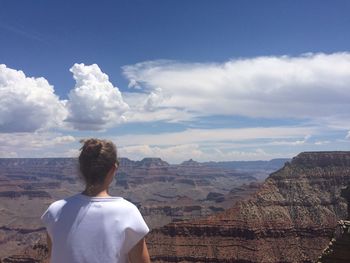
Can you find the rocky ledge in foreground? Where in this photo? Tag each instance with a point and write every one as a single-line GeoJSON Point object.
{"type": "Point", "coordinates": [290, 219]}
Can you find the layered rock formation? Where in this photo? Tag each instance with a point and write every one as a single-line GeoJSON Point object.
{"type": "Point", "coordinates": [290, 219]}
{"type": "Point", "coordinates": [163, 192]}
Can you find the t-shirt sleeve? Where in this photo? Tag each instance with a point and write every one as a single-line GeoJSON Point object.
{"type": "Point", "coordinates": [136, 228]}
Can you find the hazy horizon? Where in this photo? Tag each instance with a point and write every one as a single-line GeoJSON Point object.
{"type": "Point", "coordinates": [220, 81]}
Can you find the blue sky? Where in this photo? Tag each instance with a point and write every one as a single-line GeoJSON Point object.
{"type": "Point", "coordinates": [208, 80]}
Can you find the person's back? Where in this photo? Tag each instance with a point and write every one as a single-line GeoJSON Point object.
{"type": "Point", "coordinates": [93, 226]}
{"type": "Point", "coordinates": [93, 229]}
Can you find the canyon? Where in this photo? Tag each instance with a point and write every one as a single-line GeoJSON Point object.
{"type": "Point", "coordinates": [291, 218]}
{"type": "Point", "coordinates": [203, 212]}
{"type": "Point", "coordinates": [164, 193]}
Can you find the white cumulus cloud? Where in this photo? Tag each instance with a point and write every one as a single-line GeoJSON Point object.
{"type": "Point", "coordinates": [308, 86]}
{"type": "Point", "coordinates": [27, 104]}
{"type": "Point", "coordinates": [94, 103]}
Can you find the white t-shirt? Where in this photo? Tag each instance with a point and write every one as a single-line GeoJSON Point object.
{"type": "Point", "coordinates": [87, 229]}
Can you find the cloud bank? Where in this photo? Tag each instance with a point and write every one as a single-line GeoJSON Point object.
{"type": "Point", "coordinates": [28, 104]}
{"type": "Point", "coordinates": [308, 86]}
{"type": "Point", "coordinates": [94, 103]}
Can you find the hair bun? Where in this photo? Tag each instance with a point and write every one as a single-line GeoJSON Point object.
{"type": "Point", "coordinates": [92, 148]}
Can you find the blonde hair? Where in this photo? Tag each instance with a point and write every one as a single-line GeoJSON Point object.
{"type": "Point", "coordinates": [96, 158]}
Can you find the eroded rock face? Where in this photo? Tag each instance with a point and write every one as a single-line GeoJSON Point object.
{"type": "Point", "coordinates": [290, 219]}
{"type": "Point", "coordinates": [338, 250]}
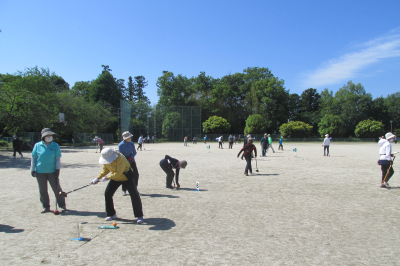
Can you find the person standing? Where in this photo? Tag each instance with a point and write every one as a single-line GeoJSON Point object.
{"type": "Point", "coordinates": [385, 158]}
{"type": "Point", "coordinates": [140, 142]}
{"type": "Point", "coordinates": [280, 144]}
{"type": "Point", "coordinates": [220, 142]}
{"type": "Point", "coordinates": [264, 145]}
{"type": "Point", "coordinates": [167, 164]}
{"type": "Point", "coordinates": [230, 141]}
{"type": "Point", "coordinates": [270, 143]}
{"type": "Point", "coordinates": [247, 150]}
{"type": "Point", "coordinates": [127, 148]}
{"type": "Point", "coordinates": [45, 166]}
{"type": "Point", "coordinates": [327, 142]}
{"type": "Point", "coordinates": [17, 146]}
{"type": "Point", "coordinates": [121, 173]}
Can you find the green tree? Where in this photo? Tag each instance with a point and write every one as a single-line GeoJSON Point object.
{"type": "Point", "coordinates": [369, 129]}
{"type": "Point", "coordinates": [295, 129]}
{"type": "Point", "coordinates": [172, 120]}
{"type": "Point", "coordinates": [216, 124]}
{"type": "Point", "coordinates": [255, 124]}
{"type": "Point", "coordinates": [332, 125]}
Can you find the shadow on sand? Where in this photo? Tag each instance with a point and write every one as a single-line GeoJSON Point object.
{"type": "Point", "coordinates": [8, 229]}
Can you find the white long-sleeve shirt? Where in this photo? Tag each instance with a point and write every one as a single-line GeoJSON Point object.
{"type": "Point", "coordinates": [385, 150]}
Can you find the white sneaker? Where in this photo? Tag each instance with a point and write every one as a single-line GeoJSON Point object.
{"type": "Point", "coordinates": [109, 218]}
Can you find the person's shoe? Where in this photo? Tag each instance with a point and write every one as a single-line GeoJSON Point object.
{"type": "Point", "coordinates": [44, 210]}
{"type": "Point", "coordinates": [109, 218]}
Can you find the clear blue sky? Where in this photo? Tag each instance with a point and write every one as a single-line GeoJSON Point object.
{"type": "Point", "coordinates": [309, 44]}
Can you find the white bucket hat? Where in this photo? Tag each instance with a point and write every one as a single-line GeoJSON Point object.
{"type": "Point", "coordinates": [389, 135]}
{"type": "Point", "coordinates": [107, 156]}
{"type": "Point", "coordinates": [126, 135]}
{"type": "Point", "coordinates": [47, 132]}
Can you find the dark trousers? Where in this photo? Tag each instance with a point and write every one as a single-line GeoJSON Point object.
{"type": "Point", "coordinates": [17, 149]}
{"type": "Point", "coordinates": [385, 169]}
{"type": "Point", "coordinates": [44, 195]}
{"type": "Point", "coordinates": [170, 173]}
{"type": "Point", "coordinates": [135, 175]}
{"type": "Point", "coordinates": [248, 165]}
{"type": "Point", "coordinates": [327, 149]}
{"type": "Point", "coordinates": [133, 193]}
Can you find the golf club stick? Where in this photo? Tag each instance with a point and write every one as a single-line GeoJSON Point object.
{"type": "Point", "coordinates": [65, 194]}
{"type": "Point", "coordinates": [390, 167]}
{"type": "Point", "coordinates": [56, 211]}
{"type": "Point", "coordinates": [256, 164]}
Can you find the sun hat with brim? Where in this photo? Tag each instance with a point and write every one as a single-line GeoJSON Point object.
{"type": "Point", "coordinates": [389, 135]}
{"type": "Point", "coordinates": [183, 164]}
{"type": "Point", "coordinates": [47, 132]}
{"type": "Point", "coordinates": [107, 156]}
{"type": "Point", "coordinates": [126, 135]}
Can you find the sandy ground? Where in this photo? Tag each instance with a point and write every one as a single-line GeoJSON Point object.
{"type": "Point", "coordinates": [304, 210]}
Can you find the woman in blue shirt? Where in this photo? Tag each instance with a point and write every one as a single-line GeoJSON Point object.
{"type": "Point", "coordinates": [127, 148]}
{"type": "Point", "coordinates": [45, 166]}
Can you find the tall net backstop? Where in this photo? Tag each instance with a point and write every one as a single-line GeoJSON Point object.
{"type": "Point", "coordinates": [170, 123]}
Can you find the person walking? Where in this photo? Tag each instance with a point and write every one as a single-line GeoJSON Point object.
{"type": "Point", "coordinates": [140, 142]}
{"type": "Point", "coordinates": [220, 142]}
{"type": "Point", "coordinates": [270, 143]}
{"type": "Point", "coordinates": [167, 164]}
{"type": "Point", "coordinates": [45, 166]}
{"type": "Point", "coordinates": [264, 145]}
{"type": "Point", "coordinates": [17, 146]}
{"type": "Point", "coordinates": [247, 150]}
{"type": "Point", "coordinates": [280, 144]}
{"type": "Point", "coordinates": [327, 142]}
{"type": "Point", "coordinates": [127, 148]}
{"type": "Point", "coordinates": [230, 141]}
{"type": "Point", "coordinates": [121, 173]}
{"type": "Point", "coordinates": [385, 158]}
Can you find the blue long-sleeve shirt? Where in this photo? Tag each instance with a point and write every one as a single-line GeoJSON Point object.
{"type": "Point", "coordinates": [127, 149]}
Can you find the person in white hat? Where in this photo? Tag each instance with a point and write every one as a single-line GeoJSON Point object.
{"type": "Point", "coordinates": [121, 173]}
{"type": "Point", "coordinates": [45, 166]}
{"type": "Point", "coordinates": [127, 148]}
{"type": "Point", "coordinates": [385, 158]}
{"type": "Point", "coordinates": [327, 142]}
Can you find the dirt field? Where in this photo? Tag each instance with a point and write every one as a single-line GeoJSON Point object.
{"type": "Point", "coordinates": [305, 210]}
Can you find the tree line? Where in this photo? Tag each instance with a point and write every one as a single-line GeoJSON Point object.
{"type": "Point", "coordinates": [252, 101]}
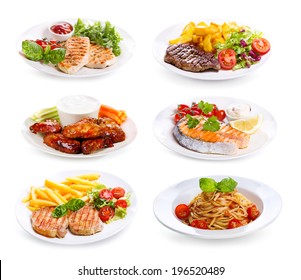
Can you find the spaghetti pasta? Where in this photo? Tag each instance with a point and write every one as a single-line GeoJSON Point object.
{"type": "Point", "coordinates": [217, 210]}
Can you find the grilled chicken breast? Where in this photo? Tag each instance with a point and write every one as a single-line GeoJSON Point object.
{"type": "Point", "coordinates": [77, 54]}
{"type": "Point", "coordinates": [44, 224]}
{"type": "Point", "coordinates": [100, 57]}
{"type": "Point", "coordinates": [85, 221]}
{"type": "Point", "coordinates": [225, 141]}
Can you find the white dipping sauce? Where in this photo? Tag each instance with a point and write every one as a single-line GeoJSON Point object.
{"type": "Point", "coordinates": [73, 108]}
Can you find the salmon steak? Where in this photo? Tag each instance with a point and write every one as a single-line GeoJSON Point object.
{"type": "Point", "coordinates": [85, 221]}
{"type": "Point", "coordinates": [225, 141]}
{"type": "Point", "coordinates": [100, 57]}
{"type": "Point", "coordinates": [43, 223]}
{"type": "Point", "coordinates": [77, 54]}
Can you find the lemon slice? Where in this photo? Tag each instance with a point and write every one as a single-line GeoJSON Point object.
{"type": "Point", "coordinates": [250, 125]}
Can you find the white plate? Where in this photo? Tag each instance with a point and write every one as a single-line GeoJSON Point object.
{"type": "Point", "coordinates": [36, 140]}
{"type": "Point", "coordinates": [163, 126]}
{"type": "Point", "coordinates": [161, 43]}
{"type": "Point", "coordinates": [266, 199]}
{"type": "Point", "coordinates": [40, 31]}
{"type": "Point", "coordinates": [23, 214]}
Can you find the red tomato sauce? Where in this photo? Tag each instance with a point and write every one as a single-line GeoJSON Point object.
{"type": "Point", "coordinates": [61, 28]}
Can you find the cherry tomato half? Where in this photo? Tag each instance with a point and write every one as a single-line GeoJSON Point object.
{"type": "Point", "coordinates": [202, 224]}
{"type": "Point", "coordinates": [121, 203]}
{"type": "Point", "coordinates": [182, 211]}
{"type": "Point", "coordinates": [261, 46]}
{"type": "Point", "coordinates": [227, 59]}
{"type": "Point", "coordinates": [118, 192]}
{"type": "Point", "coordinates": [106, 194]}
{"type": "Point", "coordinates": [220, 114]}
{"type": "Point", "coordinates": [253, 212]}
{"type": "Point", "coordinates": [234, 223]}
{"type": "Point", "coordinates": [106, 213]}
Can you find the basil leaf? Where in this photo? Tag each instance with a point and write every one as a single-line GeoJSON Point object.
{"type": "Point", "coordinates": [75, 204]}
{"type": "Point", "coordinates": [32, 50]}
{"type": "Point", "coordinates": [59, 211]}
{"type": "Point", "coordinates": [57, 55]}
{"type": "Point", "coordinates": [226, 185]}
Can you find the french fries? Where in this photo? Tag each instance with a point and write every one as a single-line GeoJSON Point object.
{"type": "Point", "coordinates": [204, 35]}
{"type": "Point", "coordinates": [57, 193]}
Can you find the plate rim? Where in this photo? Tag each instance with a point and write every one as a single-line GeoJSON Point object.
{"type": "Point", "coordinates": [222, 234]}
{"type": "Point", "coordinates": [123, 223]}
{"type": "Point", "coordinates": [203, 156]}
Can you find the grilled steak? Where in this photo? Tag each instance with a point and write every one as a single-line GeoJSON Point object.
{"type": "Point", "coordinates": [100, 57]}
{"type": "Point", "coordinates": [225, 141]}
{"type": "Point", "coordinates": [61, 143]}
{"type": "Point", "coordinates": [44, 224]}
{"type": "Point", "coordinates": [85, 221]}
{"type": "Point", "coordinates": [77, 54]}
{"type": "Point", "coordinates": [46, 127]}
{"type": "Point", "coordinates": [190, 58]}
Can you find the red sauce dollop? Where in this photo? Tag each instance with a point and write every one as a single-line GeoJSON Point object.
{"type": "Point", "coordinates": [61, 28]}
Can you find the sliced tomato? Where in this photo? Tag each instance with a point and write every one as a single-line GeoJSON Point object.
{"type": "Point", "coordinates": [253, 212]}
{"type": "Point", "coordinates": [121, 203]}
{"type": "Point", "coordinates": [227, 59]}
{"type": "Point", "coordinates": [182, 211]}
{"type": "Point", "coordinates": [202, 224]}
{"type": "Point", "coordinates": [234, 223]}
{"type": "Point", "coordinates": [118, 192]}
{"type": "Point", "coordinates": [106, 213]}
{"type": "Point", "coordinates": [106, 194]}
{"type": "Point", "coordinates": [261, 45]}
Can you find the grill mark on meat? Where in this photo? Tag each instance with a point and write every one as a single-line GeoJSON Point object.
---------------
Given problem —
Give back, exactly as written, the lines from the one with "Can you find the sliced" to the last line.

Response —
Can you find the sliced tomato? Where in this photo? Tag each instance with a point and write every one as a single-line GeoJSON Point object.
{"type": "Point", "coordinates": [253, 212]}
{"type": "Point", "coordinates": [121, 203]}
{"type": "Point", "coordinates": [227, 59]}
{"type": "Point", "coordinates": [182, 211]}
{"type": "Point", "coordinates": [202, 224]}
{"type": "Point", "coordinates": [234, 223]}
{"type": "Point", "coordinates": [118, 192]}
{"type": "Point", "coordinates": [106, 213]}
{"type": "Point", "coordinates": [106, 194]}
{"type": "Point", "coordinates": [261, 45]}
Can you find the grill mark on meat? Where in this photo? Tag each instance with a point and write every one as a single-line GeoJSON Point object.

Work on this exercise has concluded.